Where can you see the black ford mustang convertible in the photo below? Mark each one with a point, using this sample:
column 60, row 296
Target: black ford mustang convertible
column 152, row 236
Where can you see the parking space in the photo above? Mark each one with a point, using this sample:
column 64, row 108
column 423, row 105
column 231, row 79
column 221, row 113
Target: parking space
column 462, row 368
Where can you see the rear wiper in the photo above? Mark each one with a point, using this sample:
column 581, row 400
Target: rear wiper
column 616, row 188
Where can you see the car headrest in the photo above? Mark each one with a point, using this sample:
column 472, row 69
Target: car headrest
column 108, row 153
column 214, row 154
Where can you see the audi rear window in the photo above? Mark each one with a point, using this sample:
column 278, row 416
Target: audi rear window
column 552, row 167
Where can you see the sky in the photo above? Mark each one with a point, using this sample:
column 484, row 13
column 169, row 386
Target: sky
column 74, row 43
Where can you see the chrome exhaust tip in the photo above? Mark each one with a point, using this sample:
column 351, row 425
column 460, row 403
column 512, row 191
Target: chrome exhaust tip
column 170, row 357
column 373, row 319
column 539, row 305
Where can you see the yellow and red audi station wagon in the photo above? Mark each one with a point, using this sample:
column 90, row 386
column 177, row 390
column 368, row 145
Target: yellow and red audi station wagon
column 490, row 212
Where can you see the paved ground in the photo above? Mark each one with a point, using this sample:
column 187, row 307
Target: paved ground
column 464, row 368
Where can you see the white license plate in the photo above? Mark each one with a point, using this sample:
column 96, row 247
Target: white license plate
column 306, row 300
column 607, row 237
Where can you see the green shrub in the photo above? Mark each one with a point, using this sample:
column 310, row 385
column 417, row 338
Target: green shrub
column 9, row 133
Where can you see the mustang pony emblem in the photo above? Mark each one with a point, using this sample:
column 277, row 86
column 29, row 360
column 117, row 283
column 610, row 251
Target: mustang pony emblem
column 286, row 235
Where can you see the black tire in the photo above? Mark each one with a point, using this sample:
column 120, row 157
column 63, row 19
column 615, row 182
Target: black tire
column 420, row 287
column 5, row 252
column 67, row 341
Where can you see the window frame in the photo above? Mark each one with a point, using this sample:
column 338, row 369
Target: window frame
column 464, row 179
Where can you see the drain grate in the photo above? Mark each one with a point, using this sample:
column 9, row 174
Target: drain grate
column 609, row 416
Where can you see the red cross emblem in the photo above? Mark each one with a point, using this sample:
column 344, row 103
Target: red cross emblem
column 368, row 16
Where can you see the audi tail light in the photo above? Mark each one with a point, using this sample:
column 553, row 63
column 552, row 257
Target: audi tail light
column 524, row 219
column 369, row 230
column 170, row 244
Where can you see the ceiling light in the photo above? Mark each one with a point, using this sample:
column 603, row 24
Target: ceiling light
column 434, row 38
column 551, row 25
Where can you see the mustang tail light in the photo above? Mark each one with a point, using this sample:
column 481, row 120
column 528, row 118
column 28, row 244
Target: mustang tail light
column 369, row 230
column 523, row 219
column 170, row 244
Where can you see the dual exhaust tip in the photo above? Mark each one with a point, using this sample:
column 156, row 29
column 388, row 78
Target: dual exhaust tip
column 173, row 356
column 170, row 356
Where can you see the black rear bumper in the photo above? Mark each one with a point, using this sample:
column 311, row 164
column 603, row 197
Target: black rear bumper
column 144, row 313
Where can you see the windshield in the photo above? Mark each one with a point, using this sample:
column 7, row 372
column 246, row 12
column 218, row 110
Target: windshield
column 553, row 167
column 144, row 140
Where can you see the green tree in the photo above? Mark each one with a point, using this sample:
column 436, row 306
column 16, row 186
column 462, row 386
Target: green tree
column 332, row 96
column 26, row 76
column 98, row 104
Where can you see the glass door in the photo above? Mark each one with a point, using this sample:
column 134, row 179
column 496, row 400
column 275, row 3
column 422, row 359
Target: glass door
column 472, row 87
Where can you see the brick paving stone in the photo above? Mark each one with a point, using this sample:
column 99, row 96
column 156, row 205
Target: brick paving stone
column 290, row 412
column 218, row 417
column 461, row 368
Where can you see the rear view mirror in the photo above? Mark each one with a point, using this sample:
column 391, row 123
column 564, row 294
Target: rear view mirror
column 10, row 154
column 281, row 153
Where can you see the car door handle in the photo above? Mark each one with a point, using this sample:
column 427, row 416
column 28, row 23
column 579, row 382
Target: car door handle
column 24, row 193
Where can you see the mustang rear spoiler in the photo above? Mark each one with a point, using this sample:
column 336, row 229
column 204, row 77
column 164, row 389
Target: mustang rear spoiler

**What the exercise asks**:
A faithful copy of every record is required; output it in full.

**Answer space**:
Where can you see the black ford mustang convertible in the photo below? Mark each one with a point, using this sample:
column 60, row 296
Target: black ford mustang convertible
column 152, row 236
Where can you see the parking space in the photo above? Mark each one with a point, using this sample:
column 64, row 108
column 423, row 105
column 231, row 79
column 221, row 113
Target: parking space
column 462, row 368
Where can you see the rear wiper in the photo above? Mark each one with a point, using this sample:
column 581, row 400
Target: rear wiper
column 616, row 188
Where can you see the car headrest in the photo above? Mark each one with a point, using this sample:
column 472, row 69
Target: car headrest
column 108, row 153
column 214, row 154
Where can you see the audi rear window in the photo above? Mark each one with a point, using this sample:
column 278, row 416
Target: audi rear window
column 552, row 167
Where can you see the sky in the photo above? Mark each one with a point, using this sample:
column 484, row 13
column 169, row 386
Target: sky
column 74, row 43
Where can you see the chrome exhaust tip in the photo above? Mark each one with a point, using this sample:
column 351, row 425
column 460, row 403
column 512, row 191
Target: chrome exhaust tip
column 170, row 357
column 373, row 319
column 539, row 305
Where can you see the yellow and red audi station wagon in the photo above? Mark each one with a point, using this sample:
column 90, row 386
column 177, row 390
column 368, row 145
Target: yellow and red audi station wagon
column 490, row 212
Where can you see the paved ground in the photo above? Mark each one with a point, using this sample:
column 187, row 307
Target: paved ground
column 464, row 368
Where can you see the white license plate in the photo above? Mark each one with a point, using this sample:
column 96, row 247
Target: white license plate
column 306, row 300
column 607, row 237
Where can you see the green shrub in the photo above? Mark each one with a point, using this sample:
column 310, row 385
column 417, row 338
Target: green shrub
column 9, row 133
Where can you see the mustang pony emblem in the photo above? Mark each one with a point, using this sample:
column 277, row 86
column 29, row 360
column 117, row 283
column 610, row 251
Target: mustang pony emblem
column 286, row 235
Where can you see the black tire in the photo above? Mark each one with a point, using this sample:
column 120, row 157
column 63, row 19
column 615, row 182
Target: black tire
column 420, row 287
column 5, row 252
column 67, row 341
Where can you see the window frame in the photo above? Mark each one with a point, using this sample:
column 338, row 369
Target: window frame
column 464, row 179
Where can you see the drain grate in the photo above? Mark each one with a point, using this sample:
column 9, row 174
Target: drain grate
column 609, row 416
Where can you see the red cross emblem in the photo above? Mark each one with a point, using this sample:
column 344, row 103
Target: red cross emblem
column 368, row 16
Where can you see the audi tail light in the photo above? Mark each one with a point, using this sample:
column 553, row 63
column 552, row 257
Target: audi tail light
column 524, row 219
column 369, row 230
column 170, row 244
Where can you see the ceiling light in the photo above? Mark each one with a point, using this sample:
column 603, row 24
Target: ceiling light
column 434, row 38
column 551, row 25
Where can you see the mustang tail light in the photo above? Mark each one with a point, using this sample:
column 481, row 120
column 528, row 118
column 28, row 244
Target: mustang tail light
column 369, row 230
column 523, row 219
column 170, row 244
Where can you see the dual exhaust tip in the photo above? Mark each one with a point, using this sample:
column 156, row 29
column 388, row 78
Target: dual exhaust tip
column 173, row 356
column 170, row 356
Where can you see the black rear bumper in the photo above? Mark each one with a point, using this sample:
column 311, row 164
column 603, row 197
Target: black rear bumper
column 144, row 313
Where can you see the windshield in the photo above? Mark each one with a point, using this sample:
column 7, row 372
column 246, row 12
column 218, row 110
Target: windshield
column 553, row 167
column 144, row 140
Where can you see the green tree in the photo above? Mark each one with a point, using this sample:
column 436, row 306
column 16, row 186
column 462, row 386
Target: green tree
column 332, row 96
column 26, row 76
column 98, row 104
Where can you see the glass door in the photo above? Mark each one with a point, using this sample:
column 134, row 179
column 496, row 400
column 275, row 3
column 422, row 359
Target: glass door
column 472, row 87
Where can you see the brick paving stone in the photo above? Mark each one with a point, using this sample:
column 99, row 96
column 156, row 205
Target: brick paving stone
column 290, row 412
column 218, row 417
column 461, row 368
Where can you see the rear view mirror in the photo above? Mark each one with a point, using this sample:
column 391, row 123
column 564, row 294
Target: rear view mirror
column 10, row 154
column 281, row 153
Where can you see the car door handle in the photo above? Mark each one with a point, using this sample:
column 427, row 416
column 28, row 23
column 579, row 382
Target: car door handle
column 24, row 193
Where can you see the mustang rear spoiler in the photo above? Mark each one with a point, using this sample:
column 336, row 229
column 204, row 77
column 164, row 389
Target: mustang rear spoiler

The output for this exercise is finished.